═════ Provided passage ═════
On our way to Takeo I rode with an LCF that had been a small girl when the Khmer Rouge took control of Cambodia. 

As many people are not aware the Khmer Rouge was one of the most oppressive regimes in the 20th century and systematically killed over 2 million people in a country that had a population of around 10 million at the time.  During the Khmer Rouge any person who had any type of education or even was literate was executed.  
After South Vietnam fell and Vietnam was united as one country, Cambodia’s monarchy was soon to follow.  Cambodia was not supported by the Vietnamese who had arguably one of the most efficient armies in the world at this time, and Pol Pot’s loyalties were with Communist Vietnam.  Pol Pot had been causing problems for Cambodia’s monarchy since he returned from France (he was educated in France) and his revolution really began to build steam once the United States evacuated Vietnam.

As the revolution became more prominent and the communist party of Pol Pot began to assert its power the king was helpless as the countryside became a wasteland and intellectuals fled the country.  On April 16, 1975 Pol Pot marched his army into Phnom Penh and took control of the government, all educational institutions were outlawed and schools were burnt down or turned into communal eating areas.  Possessions became a thing of the past and everyone was forced to live within small tents in the rice fields and harvest rice every day.
═════ The input ═════
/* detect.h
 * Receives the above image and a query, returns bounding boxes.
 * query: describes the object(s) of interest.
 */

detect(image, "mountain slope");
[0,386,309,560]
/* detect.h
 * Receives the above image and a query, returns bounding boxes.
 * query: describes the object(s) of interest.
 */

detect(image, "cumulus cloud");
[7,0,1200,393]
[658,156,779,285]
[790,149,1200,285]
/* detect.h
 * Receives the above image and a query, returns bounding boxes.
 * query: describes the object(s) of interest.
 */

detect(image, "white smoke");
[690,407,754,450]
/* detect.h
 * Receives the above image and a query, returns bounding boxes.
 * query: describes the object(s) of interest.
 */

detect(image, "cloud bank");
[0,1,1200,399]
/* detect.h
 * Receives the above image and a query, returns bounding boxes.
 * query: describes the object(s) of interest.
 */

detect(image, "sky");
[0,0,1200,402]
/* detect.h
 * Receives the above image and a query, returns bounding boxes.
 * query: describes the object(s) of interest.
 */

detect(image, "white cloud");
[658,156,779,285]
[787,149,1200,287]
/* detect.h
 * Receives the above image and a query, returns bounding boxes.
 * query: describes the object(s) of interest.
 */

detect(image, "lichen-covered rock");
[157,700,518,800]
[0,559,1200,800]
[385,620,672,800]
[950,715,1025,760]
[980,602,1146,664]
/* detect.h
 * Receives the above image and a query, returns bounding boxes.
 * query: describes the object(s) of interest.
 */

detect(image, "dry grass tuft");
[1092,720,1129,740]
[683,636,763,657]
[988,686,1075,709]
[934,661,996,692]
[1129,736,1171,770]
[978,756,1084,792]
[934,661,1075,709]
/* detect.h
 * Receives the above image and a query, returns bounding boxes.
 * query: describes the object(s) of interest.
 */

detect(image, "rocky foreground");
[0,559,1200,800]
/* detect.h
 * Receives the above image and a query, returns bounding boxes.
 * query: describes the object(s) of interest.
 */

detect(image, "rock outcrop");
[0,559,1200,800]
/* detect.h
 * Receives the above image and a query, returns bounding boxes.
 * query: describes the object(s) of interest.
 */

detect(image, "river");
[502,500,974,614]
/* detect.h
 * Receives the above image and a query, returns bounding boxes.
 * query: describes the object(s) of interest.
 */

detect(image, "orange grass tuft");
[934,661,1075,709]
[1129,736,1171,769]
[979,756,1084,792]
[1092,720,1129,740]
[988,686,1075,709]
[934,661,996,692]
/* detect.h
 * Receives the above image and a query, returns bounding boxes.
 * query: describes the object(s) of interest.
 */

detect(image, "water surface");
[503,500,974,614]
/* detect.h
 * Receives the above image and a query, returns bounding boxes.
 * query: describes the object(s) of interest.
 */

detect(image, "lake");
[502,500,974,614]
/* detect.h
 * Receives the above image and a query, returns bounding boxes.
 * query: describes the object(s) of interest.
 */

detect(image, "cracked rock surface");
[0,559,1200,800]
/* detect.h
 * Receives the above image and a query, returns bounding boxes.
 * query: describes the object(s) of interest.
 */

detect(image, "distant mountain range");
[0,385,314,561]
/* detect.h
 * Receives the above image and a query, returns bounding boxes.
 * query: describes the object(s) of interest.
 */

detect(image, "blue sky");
═════
**Work to do:**
**a)** Please sum up the passage on the Khmer Rouge in two sentences.
**b)** Show each line in the records that contains the string "cloud", treating uppercase and lowercase as different.

**Outputs by task:**
**a)** The Khmer Rouge was one of the most oppressive regimes of the 20th century, systematically killing over 2 million people in a country of around 10 million and executing anyone who had any education or was even literate. After Pol Pot marched his army into Phnom Penh on April 16, 1975, educational institutions were outlawed, schools were burnt down or turned into communal eating areas, and everyone was forced to live in small tents in the rice fields and harvest rice every day.

**b)**
detect(image, "cumulus cloud");
detect(image, "cloud bank");
detect(image, "white cloud");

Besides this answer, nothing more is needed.